Problem to solve
Starting with the line that contains "Indicate the dog's pink", set down each line through the end of the entries below, exactly and with nothing added.

** Begin **

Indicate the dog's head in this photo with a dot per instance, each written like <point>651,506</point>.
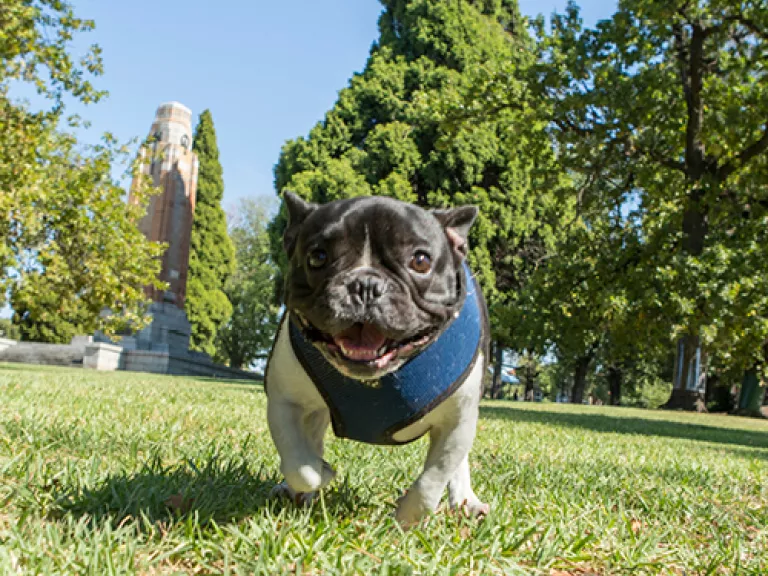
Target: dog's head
<point>372,280</point>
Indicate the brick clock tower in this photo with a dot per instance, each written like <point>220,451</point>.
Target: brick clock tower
<point>172,166</point>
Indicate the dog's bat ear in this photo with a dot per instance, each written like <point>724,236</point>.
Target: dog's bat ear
<point>298,210</point>
<point>457,223</point>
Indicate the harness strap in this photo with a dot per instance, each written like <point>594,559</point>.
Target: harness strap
<point>373,411</point>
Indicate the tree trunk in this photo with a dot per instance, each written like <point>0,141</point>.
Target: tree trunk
<point>614,385</point>
<point>751,396</point>
<point>497,366</point>
<point>689,377</point>
<point>580,379</point>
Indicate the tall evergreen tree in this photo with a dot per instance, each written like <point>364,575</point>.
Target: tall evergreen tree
<point>211,255</point>
<point>392,132</point>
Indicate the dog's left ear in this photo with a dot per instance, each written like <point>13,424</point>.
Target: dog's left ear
<point>457,223</point>
<point>298,210</point>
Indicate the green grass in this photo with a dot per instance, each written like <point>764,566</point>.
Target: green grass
<point>88,462</point>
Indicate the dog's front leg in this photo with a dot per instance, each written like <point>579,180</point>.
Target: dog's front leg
<point>298,436</point>
<point>448,449</point>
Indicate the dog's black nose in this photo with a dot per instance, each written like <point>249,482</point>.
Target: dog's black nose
<point>366,289</point>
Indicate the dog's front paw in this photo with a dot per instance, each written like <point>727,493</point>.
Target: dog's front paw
<point>308,477</point>
<point>283,490</point>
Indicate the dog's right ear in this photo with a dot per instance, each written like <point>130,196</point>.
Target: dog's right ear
<point>298,210</point>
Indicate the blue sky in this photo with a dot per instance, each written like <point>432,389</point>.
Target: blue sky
<point>268,71</point>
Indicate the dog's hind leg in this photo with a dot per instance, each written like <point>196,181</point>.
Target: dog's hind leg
<point>448,449</point>
<point>299,441</point>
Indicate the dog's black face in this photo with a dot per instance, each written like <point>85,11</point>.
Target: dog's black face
<point>373,280</point>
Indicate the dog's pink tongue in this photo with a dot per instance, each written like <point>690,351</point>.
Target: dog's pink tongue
<point>360,341</point>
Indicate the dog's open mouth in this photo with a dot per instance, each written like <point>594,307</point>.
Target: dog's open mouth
<point>365,344</point>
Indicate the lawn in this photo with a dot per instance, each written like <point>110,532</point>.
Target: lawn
<point>105,473</point>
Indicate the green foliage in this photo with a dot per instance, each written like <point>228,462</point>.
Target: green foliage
<point>9,330</point>
<point>396,131</point>
<point>672,98</point>
<point>211,255</point>
<point>249,332</point>
<point>658,115</point>
<point>70,246</point>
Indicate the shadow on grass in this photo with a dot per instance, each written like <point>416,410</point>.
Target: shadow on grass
<point>224,491</point>
<point>220,491</point>
<point>634,425</point>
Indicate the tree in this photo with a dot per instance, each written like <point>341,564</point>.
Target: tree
<point>70,245</point>
<point>211,254</point>
<point>396,130</point>
<point>679,90</point>
<point>249,332</point>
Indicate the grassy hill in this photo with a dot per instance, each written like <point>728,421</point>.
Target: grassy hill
<point>106,473</point>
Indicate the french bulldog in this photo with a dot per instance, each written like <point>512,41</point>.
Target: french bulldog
<point>385,336</point>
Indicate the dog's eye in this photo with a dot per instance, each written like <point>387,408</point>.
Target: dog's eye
<point>317,258</point>
<point>421,262</point>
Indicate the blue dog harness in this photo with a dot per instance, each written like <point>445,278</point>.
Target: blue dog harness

** End **

Written solution
Indicate the dog's pink tongue in this photo with a dot per instance, each written like <point>690,351</point>.
Target: dog's pink tongue
<point>360,341</point>
Indicate the dog's open mouth in this photo with a dot per instance, each written like <point>594,307</point>.
Target: dog's open mouth
<point>365,344</point>
Indicate the lawn in this photo with a dot per instance, each written like <point>110,532</point>.
Target: lawn
<point>105,473</point>
Indicate the green foliage in this photo with a dot per instance, each written like <point>228,462</point>.
Target: green foliage
<point>9,330</point>
<point>396,131</point>
<point>672,98</point>
<point>211,255</point>
<point>249,332</point>
<point>658,115</point>
<point>70,246</point>
Indicate the shadow on grass in this photo with a dot per instance, each written like <point>416,410</point>.
Target: shadow on grass
<point>224,491</point>
<point>220,491</point>
<point>634,425</point>
Indicate the tree in this photo with a dot per instance, each written like <point>341,564</point>.
Target: tree
<point>70,245</point>
<point>211,254</point>
<point>396,130</point>
<point>679,90</point>
<point>249,332</point>
Indicate the grassy hill in this photo with a dot per instance, each written like <point>728,421</point>.
Target: grassy hill
<point>106,473</point>
Indicate the french bulldog in this photo with a dot per instance, each written like <point>512,41</point>.
Target: french bulldog
<point>385,336</point>
Indicate the dog's eye in this photo with a dot per instance, each written like <point>387,408</point>.
Target: dog's eye
<point>317,258</point>
<point>421,262</point>
Indicate the blue dog harness in this photo with a dot per instance, each written like <point>445,278</point>.
Target: blue dog harness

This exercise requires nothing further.